* _Problema proposto_: Transcreva o trecho do texto sobre doenças virais que começa em "O VHA é transmitido" e termina em "da hepatite A.", substituindo "VHA" por "vírus da hepatite A".

* _Texto para leitura_:

Uma complicação tardia da catapora é o herpes zóster (“cobreiro”). Depois que um indivíduo contrai catapora, o vírus permanece no organismo por toda vida, podendo ser reativado em momentos que o sistema imunológico está debilitado. Essa reativação vai causar o herpes zóster, que é caracterizado por dor intensa em uma região do corpo e consequente aparecimento de bolhas na pele daquela região.
– VHA, VHB e VHC (vírus das hepatites A, B e C, respectivamente): hepatite é um nome genérico para inflamação no fígado. A hepatite pode ter diversas causas, sendo uma delas a viral. Os sintomas da hepatite incluem febre, náuseas, vômitos, icterícia, urina escura e fezes claras.
O VHA é transmitido por saliva, fezes, água, alimentos ou mãos contaminadas. Assim, o saneamento da água e as medidas gerais de higiene são os principais meios de prevenção. As crianças são as maiores transmissoras do vírus da hepatite A.
O VHB e o VHC são transmitidos por saliva, sangue, esperma e secreção vaginal. As hepatites B e C podem evoluir para cirrose (falência do fígado) e câncer de fígado.

* _Dados fornecidos_:
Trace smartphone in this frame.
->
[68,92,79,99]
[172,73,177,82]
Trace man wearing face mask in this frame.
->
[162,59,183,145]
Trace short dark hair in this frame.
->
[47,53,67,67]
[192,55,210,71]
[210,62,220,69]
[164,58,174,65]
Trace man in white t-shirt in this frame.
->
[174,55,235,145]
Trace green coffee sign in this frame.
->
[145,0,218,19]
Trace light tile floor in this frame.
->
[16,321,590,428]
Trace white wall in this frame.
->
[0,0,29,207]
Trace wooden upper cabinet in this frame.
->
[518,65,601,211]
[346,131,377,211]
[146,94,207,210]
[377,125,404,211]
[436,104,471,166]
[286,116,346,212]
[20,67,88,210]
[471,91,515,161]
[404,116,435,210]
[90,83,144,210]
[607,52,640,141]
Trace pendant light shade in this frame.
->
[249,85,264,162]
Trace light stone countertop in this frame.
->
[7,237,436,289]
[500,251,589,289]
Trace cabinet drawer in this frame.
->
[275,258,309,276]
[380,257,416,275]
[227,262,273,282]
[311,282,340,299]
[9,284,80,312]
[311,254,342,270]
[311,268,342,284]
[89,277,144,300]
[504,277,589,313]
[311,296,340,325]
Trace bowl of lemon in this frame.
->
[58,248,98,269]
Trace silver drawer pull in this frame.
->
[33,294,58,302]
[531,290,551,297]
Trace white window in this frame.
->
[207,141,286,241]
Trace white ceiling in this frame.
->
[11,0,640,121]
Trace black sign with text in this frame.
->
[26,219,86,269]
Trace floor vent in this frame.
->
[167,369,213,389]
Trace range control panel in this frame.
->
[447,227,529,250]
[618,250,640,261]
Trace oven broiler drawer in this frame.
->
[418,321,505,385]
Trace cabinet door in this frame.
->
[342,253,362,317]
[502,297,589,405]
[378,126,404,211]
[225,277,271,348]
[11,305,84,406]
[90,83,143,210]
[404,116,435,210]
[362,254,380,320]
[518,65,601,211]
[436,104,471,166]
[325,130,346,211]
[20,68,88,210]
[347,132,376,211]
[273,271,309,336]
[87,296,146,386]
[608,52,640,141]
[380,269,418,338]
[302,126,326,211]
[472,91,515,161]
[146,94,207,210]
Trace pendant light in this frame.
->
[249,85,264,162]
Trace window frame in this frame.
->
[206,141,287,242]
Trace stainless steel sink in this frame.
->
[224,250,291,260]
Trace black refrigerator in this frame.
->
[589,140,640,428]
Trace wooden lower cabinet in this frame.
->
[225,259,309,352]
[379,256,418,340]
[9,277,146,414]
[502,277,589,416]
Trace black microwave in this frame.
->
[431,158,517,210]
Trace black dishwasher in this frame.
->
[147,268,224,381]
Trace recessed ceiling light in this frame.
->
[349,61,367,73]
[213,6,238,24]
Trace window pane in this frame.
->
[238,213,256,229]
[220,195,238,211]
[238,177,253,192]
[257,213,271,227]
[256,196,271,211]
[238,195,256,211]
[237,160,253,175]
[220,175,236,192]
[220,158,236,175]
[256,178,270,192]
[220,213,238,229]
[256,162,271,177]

--

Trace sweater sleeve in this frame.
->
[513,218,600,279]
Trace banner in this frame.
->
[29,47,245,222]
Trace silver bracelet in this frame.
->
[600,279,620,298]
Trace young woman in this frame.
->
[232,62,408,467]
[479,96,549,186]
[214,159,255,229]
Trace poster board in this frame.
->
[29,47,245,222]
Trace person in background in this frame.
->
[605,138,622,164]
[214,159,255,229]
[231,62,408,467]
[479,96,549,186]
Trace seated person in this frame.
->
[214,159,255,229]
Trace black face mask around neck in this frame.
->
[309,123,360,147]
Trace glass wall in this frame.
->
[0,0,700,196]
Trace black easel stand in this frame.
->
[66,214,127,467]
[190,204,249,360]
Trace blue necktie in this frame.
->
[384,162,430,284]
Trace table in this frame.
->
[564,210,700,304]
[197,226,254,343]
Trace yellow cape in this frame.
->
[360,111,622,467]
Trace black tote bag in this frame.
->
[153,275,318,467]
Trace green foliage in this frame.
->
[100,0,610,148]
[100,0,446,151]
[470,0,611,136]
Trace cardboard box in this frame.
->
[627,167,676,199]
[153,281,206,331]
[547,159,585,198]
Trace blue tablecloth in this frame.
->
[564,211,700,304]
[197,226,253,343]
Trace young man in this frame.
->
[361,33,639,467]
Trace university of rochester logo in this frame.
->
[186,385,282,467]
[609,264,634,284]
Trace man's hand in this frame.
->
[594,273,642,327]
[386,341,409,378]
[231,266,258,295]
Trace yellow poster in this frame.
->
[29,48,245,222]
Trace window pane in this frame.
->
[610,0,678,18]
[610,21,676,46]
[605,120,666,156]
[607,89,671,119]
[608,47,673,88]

* _Resolução_:
O vírus da hepatite A é transmitido por saliva, fezes, água, alimentos ou mãos contaminadas. Assim, o saneamento da água e as medidas gerais de higiene são os principais meios de prevenção. As crianças são as maiores transmissoras do vírus da hepatite A.